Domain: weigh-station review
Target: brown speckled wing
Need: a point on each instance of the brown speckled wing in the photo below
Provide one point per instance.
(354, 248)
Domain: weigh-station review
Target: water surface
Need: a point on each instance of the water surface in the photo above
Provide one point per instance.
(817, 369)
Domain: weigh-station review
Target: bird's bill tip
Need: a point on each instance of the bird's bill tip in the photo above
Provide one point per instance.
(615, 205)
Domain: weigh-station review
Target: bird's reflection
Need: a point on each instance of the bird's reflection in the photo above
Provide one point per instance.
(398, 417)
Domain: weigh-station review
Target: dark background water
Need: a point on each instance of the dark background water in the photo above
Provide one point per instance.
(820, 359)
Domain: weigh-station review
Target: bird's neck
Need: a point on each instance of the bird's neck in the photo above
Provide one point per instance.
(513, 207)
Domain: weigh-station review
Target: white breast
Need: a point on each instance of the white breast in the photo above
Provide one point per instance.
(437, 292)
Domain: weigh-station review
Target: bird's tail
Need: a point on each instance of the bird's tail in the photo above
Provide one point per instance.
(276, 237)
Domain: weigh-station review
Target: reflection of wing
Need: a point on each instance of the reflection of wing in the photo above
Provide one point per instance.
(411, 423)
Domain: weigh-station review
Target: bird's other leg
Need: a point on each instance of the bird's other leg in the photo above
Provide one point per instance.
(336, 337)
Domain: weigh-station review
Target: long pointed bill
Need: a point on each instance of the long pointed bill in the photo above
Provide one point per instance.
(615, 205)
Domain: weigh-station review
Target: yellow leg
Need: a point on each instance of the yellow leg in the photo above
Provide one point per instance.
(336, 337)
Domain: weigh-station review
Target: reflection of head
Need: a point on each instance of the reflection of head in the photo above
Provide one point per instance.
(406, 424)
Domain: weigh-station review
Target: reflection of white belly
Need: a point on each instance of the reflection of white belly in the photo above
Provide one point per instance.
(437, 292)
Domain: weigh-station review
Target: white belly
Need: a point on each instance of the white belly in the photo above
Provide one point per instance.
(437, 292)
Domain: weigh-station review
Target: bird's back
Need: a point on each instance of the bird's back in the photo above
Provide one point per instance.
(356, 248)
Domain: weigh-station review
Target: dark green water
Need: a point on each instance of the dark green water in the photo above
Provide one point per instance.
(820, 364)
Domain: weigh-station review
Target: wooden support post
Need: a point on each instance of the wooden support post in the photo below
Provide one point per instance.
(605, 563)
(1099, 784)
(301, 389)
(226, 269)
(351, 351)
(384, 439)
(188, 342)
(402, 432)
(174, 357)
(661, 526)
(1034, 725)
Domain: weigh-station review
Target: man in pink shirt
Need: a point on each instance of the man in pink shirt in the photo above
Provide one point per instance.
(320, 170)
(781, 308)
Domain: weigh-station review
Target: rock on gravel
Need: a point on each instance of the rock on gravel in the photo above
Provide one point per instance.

Task description -> Reproduce the complete data exactly as presented above.

Task result ->
Domain: weigh-station review
Target: brown speckled wing
Need: a point on each instance of the brown speckled wing in the photo below
Provide one point per instance.
(354, 248)
Domain: weigh-station review
Target: water surface
Need: a point on each instance of the water surface in the photo above
Provide one point per instance.
(817, 369)
Domain: weigh-station review
Target: bird's bill tip
Need: a point on each instance of the bird's bill tip in the photo above
Provide one point per instance.
(615, 205)
Domain: weigh-station review
Target: bird's reflection
Need: a point on each instance of the bird's reflection in the photo above
Provide one point per instance.
(398, 417)
Domain: weigh-station review
Target: dark background water
Need: a point on each instance of the dark background water in the photo above
Provide one point per instance.
(820, 359)
Domain: weigh-station review
Target: bird's neck
Need: a point on each instance of the bird's neck in the photo above
Provide one point per instance.
(513, 207)
Domain: weigh-station review
Target: white breast
Need: a point on each instance of the white breast in the photo above
Provide one point per instance.
(437, 292)
Domain: weigh-station review
Target: bird's tail
Need: a point on each instance of the bird's tail in the photo above
Provide one point per instance.
(276, 237)
Domain: weigh-station review
Target: reflection of wing
Need: a point on each instance of the reflection of wing in the photo above
Provide one point per instance.
(411, 423)
Domain: weigh-station review
Target: bird's other leg
Need: a point on each instance of the bird's other leg in the photo above
Provide one point per instance.
(336, 337)
Domain: weigh-station review
Target: long pointed bill
Need: a point on each instance of the long pointed bill in the photo above
Provide one point per instance.
(615, 205)
Domain: weigh-station review
Target: yellow leg
Need: a point on each instance of the yellow leg in the photo above
Provide one point per instance.
(336, 337)
Domain: weigh-station review
Target: reflection of head
Need: a point on each instance of the reflection of head in the photo above
Provide one point per instance.
(406, 424)
Domain: weigh-station review
Target: reflection of white belly
Need: a point on each instance of the reflection of white belly in the photo above
Provide one point per instance.
(437, 292)
Domain: weigh-station review
Target: white belly
Need: a point on each instance of the white belly in the photo above
Provide one point per instance.
(437, 292)
Domain: weigh-station review
Target: bird's back
Need: a point on each instance of the bird's back in the photo above
Provide one point per instance.
(356, 248)
Domain: weigh-station review
Target: dark green water
Need: a point on each instance of the dark green water in the photo above
Provide one point per instance.
(820, 364)
Domain: weigh-station review
Target: wooden support post
Need: a point on each instance of the wooden support post in the photo below
Provide one point per instance.
(605, 563)
(1099, 784)
(301, 389)
(226, 269)
(351, 351)
(384, 439)
(188, 342)
(402, 432)
(174, 357)
(661, 526)
(1034, 725)
Domain: weigh-station review
Target: man in pink shirt
Need: a point on each instance of the man in pink shirt in the photo above
Provide one point per instance.
(320, 170)
(781, 308)
Domain: weigh-station review
Target: rock on gravel
Need: a point on each instance of the rock on gravel in the photo above
Provide one point per instance.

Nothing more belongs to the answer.